## DOCUMENT SECTION:
District Judge Carlos Dabezies

District Judge Robert Hill

David di Mambro

Philip Rainey

Richard Walford

Peter Candon

Andrew Parker

I allow these Rules

Jack Straw

Lord Chancellor

26th July 2007

Rule 7

SCHEDULE 1

Derivative claims– how started

19.9.(1) This rule—

(a)applies to a derivative claim (where a company, other body corporate or trade union is alleged to be entitled to claim a remedy, and a claim is made by a member of it for it to be given that remedy), whether under Chapter 1 of Part 11 of the Companies Act 2006(17) or otherwise; but

(b)does not apply to a claim made pursuant to an order under section 944 of that Act.

(2) A derivative claim must be started by a claim form.

(3) The company, body corporate or trade union for the benefit of which a remedy is sought must be made a defendant to the claim.

## MATERIAL PROVIDED:
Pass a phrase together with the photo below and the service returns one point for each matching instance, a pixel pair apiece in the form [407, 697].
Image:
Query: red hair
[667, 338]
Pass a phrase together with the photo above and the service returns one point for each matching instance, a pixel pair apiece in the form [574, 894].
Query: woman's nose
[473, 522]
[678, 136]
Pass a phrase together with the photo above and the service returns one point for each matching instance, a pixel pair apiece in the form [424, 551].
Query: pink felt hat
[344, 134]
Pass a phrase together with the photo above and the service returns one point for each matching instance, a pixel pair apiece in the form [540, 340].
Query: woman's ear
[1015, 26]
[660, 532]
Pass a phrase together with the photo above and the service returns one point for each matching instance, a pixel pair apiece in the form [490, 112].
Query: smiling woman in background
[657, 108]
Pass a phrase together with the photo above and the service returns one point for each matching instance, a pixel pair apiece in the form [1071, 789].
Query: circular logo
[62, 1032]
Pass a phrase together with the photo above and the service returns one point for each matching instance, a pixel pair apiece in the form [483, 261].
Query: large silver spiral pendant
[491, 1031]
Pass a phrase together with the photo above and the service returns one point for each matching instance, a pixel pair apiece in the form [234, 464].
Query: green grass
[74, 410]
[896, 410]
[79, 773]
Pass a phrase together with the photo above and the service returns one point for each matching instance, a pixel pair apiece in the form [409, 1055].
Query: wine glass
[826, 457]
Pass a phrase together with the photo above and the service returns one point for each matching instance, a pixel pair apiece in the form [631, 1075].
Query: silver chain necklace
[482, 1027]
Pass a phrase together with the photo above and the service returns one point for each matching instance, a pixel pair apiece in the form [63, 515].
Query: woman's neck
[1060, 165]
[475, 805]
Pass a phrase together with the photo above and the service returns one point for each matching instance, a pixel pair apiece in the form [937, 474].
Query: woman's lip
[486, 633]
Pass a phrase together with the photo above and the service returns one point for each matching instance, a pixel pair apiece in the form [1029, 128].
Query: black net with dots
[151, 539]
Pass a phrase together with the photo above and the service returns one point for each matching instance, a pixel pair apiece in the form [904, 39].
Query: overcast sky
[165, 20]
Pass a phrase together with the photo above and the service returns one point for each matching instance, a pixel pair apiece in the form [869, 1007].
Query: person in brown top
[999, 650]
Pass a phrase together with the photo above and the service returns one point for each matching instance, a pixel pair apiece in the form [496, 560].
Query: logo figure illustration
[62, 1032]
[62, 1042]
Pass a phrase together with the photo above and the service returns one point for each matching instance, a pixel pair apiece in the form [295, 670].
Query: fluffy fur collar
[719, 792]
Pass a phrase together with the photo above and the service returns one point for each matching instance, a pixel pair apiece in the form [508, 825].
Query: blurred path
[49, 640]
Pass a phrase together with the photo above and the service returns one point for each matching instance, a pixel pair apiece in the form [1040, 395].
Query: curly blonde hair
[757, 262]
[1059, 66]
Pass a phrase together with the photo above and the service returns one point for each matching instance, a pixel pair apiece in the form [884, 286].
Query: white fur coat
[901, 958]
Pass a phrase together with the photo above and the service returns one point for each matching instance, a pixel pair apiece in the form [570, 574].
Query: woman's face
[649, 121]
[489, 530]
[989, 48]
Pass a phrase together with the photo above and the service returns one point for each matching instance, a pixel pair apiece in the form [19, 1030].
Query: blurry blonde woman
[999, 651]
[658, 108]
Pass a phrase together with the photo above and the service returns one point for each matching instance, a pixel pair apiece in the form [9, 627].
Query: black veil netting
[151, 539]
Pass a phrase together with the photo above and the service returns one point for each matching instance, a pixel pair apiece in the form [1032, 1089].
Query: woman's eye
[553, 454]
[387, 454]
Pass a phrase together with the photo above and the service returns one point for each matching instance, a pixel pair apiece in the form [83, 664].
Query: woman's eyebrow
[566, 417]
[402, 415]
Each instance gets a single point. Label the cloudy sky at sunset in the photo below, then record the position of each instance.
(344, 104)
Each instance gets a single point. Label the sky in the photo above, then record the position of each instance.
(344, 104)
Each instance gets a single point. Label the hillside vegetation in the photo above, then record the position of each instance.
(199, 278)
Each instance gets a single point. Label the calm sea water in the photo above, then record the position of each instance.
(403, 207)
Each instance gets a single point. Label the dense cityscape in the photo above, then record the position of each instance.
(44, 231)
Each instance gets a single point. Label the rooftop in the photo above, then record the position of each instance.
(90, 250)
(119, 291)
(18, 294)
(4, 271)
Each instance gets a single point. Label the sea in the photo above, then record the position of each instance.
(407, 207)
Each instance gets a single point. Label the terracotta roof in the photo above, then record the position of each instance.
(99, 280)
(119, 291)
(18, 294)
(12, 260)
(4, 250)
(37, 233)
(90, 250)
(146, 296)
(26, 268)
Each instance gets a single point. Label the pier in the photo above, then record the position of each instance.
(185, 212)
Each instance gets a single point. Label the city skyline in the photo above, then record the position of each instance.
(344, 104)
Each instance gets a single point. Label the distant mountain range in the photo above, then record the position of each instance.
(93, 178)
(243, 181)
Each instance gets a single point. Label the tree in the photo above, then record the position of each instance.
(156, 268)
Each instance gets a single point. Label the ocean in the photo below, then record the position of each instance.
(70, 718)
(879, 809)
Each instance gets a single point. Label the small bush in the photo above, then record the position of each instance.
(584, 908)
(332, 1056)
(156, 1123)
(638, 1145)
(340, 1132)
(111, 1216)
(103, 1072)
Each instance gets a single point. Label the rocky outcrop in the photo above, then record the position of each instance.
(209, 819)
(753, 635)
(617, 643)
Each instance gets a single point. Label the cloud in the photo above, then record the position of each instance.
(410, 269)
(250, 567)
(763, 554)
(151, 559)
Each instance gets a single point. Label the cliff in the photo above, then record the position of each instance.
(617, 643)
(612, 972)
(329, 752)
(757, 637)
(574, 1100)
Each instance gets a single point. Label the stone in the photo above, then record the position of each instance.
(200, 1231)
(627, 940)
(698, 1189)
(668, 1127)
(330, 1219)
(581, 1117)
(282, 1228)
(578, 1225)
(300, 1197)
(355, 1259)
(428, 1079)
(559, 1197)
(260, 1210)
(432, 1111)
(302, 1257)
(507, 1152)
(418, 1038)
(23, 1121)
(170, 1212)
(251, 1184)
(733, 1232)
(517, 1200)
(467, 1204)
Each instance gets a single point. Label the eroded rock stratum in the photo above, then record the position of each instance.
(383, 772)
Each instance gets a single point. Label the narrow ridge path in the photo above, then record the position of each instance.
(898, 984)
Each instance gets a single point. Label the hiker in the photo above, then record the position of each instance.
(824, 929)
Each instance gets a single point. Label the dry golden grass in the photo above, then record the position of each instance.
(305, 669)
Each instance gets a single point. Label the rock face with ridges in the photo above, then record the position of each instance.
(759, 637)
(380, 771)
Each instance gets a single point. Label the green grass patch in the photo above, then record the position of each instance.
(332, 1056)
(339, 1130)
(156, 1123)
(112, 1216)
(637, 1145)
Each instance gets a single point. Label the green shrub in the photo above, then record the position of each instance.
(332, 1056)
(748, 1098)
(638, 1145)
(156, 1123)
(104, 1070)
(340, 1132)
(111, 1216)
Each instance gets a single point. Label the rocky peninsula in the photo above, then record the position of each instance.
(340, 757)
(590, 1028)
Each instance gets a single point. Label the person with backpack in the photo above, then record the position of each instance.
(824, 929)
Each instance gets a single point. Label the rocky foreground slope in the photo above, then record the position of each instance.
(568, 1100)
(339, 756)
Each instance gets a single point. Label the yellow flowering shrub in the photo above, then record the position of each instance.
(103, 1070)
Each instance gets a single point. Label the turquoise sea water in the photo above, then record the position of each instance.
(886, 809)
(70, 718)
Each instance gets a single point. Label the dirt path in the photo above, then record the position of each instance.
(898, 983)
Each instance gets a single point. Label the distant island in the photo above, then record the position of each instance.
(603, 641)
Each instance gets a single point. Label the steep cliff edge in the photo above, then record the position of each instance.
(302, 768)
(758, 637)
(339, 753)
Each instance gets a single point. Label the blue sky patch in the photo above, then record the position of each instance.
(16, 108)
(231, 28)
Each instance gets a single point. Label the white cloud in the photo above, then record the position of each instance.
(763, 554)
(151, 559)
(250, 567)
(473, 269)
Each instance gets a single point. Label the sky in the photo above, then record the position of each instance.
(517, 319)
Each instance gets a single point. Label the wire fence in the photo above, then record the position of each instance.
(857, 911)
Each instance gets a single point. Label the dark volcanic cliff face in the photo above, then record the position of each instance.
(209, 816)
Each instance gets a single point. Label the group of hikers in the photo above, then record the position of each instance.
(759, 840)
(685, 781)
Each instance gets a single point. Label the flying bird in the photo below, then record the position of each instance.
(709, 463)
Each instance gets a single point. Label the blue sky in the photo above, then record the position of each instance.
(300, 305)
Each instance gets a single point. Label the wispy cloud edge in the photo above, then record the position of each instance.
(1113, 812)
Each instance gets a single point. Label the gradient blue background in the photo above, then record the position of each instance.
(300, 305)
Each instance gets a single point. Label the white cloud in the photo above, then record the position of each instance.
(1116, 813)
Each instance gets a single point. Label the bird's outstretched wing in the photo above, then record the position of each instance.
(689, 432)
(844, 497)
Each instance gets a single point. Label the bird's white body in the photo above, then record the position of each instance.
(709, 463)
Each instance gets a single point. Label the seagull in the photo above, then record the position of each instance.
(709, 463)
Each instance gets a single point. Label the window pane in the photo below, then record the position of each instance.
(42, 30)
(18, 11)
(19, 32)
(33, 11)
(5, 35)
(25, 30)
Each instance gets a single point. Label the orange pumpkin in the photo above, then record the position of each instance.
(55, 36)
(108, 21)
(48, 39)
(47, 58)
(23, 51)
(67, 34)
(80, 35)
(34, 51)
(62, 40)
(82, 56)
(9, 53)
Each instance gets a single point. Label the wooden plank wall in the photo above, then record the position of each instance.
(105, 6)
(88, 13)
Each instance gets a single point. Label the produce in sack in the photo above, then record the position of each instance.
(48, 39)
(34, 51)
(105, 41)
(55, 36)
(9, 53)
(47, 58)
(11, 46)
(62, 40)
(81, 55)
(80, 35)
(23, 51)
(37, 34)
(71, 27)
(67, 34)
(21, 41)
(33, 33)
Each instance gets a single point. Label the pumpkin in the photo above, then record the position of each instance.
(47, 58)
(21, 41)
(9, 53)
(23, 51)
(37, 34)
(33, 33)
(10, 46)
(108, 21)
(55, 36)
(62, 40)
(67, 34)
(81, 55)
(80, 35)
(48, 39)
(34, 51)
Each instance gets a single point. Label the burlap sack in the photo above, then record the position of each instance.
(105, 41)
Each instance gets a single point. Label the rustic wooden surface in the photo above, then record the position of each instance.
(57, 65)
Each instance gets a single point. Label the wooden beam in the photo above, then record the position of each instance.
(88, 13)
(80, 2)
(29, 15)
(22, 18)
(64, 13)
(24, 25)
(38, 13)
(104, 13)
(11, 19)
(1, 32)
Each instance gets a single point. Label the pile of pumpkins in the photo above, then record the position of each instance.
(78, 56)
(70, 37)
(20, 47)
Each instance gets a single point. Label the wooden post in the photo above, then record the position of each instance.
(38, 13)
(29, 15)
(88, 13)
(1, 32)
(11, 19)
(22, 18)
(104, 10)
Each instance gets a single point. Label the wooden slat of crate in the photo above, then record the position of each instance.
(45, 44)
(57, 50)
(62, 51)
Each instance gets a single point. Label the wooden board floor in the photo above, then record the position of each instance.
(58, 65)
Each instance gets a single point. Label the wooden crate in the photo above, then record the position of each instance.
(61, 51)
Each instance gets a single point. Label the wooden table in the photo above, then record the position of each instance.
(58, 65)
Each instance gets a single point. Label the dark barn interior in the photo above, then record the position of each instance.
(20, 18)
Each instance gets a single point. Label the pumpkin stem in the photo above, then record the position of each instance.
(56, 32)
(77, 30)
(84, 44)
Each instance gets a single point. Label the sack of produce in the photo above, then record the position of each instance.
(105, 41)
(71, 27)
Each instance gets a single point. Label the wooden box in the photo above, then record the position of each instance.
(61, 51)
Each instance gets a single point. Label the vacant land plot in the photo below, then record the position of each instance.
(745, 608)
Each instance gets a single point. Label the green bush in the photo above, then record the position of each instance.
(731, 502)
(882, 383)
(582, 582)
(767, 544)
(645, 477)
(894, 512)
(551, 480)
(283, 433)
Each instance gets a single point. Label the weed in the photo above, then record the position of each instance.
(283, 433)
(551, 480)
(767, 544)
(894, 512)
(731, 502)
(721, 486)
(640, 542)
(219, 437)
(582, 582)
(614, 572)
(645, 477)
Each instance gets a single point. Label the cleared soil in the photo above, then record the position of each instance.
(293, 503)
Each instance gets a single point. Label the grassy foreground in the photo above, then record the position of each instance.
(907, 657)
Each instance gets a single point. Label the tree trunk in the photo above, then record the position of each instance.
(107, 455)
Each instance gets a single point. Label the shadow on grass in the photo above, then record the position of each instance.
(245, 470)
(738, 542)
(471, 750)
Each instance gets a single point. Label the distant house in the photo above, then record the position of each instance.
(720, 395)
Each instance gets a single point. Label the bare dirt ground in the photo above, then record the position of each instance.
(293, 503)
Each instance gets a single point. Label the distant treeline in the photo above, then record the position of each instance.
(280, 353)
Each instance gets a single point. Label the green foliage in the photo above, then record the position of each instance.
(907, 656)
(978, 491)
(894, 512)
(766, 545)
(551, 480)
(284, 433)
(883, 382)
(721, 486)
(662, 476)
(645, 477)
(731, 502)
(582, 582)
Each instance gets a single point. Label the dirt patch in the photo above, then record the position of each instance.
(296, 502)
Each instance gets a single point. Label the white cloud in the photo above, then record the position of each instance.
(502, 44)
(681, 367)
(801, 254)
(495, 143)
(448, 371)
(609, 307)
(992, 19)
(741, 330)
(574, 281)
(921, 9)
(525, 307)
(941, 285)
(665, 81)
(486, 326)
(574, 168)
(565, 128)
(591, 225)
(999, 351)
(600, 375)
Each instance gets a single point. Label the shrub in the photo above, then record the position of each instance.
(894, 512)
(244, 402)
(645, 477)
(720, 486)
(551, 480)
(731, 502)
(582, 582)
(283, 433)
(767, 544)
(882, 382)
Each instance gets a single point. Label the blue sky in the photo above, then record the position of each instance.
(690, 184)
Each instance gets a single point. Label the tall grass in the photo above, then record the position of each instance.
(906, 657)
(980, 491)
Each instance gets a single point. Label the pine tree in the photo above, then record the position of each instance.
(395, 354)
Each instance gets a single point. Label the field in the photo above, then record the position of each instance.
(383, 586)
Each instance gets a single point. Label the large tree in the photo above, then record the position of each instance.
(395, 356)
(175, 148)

## WORK TO DO:
1. List every person named in the court rules excerpt.
2. Count the lines of the entries that contain the string "crate", with case counting, and reply with only that number.
The court rules excerpt and the entries come from separate sources.

## TASK-BY-TASK OUTPUTS:
1. Carlos Dabezies, Robert Hill, David di Mambro, Philip Rainey, Richard Walford, Peter Candon, Andrew Parker, Jack Straw

2. 2